Your answer must be an exact transcription of the lines from the line with "Q: Mark a point on every instance of the lamp" through the final line of the data.

(Dataset entries)
Start of Block

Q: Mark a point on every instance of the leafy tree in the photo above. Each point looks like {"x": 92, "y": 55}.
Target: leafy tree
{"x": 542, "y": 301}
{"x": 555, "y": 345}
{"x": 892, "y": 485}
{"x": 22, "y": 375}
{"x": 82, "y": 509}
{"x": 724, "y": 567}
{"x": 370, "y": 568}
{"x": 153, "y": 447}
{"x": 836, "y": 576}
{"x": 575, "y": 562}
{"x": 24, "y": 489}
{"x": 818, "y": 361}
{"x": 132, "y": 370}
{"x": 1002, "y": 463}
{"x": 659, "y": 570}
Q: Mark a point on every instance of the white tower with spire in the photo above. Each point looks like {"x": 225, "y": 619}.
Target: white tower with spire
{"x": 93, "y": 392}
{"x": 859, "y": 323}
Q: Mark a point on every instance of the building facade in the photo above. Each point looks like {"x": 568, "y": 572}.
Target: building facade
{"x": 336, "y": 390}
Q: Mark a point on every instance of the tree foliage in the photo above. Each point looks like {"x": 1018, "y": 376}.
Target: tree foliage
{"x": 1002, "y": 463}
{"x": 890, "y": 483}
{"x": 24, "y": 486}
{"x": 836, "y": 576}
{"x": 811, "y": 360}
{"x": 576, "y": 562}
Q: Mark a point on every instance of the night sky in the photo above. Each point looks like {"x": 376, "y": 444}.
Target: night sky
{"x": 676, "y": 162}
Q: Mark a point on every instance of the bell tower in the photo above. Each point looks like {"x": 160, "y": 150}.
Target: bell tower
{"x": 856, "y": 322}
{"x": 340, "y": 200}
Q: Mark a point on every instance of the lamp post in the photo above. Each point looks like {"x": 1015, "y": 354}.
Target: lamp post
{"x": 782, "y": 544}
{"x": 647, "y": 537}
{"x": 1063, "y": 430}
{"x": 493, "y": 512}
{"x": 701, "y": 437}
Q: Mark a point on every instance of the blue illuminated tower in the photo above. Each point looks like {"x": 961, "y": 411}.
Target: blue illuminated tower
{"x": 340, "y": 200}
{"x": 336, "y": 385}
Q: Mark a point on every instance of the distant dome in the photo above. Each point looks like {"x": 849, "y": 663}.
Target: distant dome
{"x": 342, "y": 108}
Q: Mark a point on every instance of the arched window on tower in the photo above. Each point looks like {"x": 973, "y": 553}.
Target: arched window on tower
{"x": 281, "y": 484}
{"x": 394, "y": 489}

End of Block

### Answer
Q: Mark a point on every instance of the lamp post in the photo above. Each point looks like {"x": 1015, "y": 354}.
Target: lamp post
{"x": 782, "y": 544}
{"x": 647, "y": 537}
{"x": 1063, "y": 430}
{"x": 493, "y": 512}
{"x": 701, "y": 437}
Q: Mark a point on every instance of the blue illuminated tower in the photo above. Each point looks like {"x": 961, "y": 411}.
Target: blue illuminated tower
{"x": 340, "y": 200}
{"x": 336, "y": 385}
Q: Mark a point on every instance of the distant dome in the photo above. Each point looks like {"x": 849, "y": 663}.
Target: distant dome
{"x": 342, "y": 108}
Q: Mark a point on every instance of the arched window on tower in the photo above. Each point looks like {"x": 973, "y": 553}.
Target: arched window on tower
{"x": 281, "y": 484}
{"x": 394, "y": 489}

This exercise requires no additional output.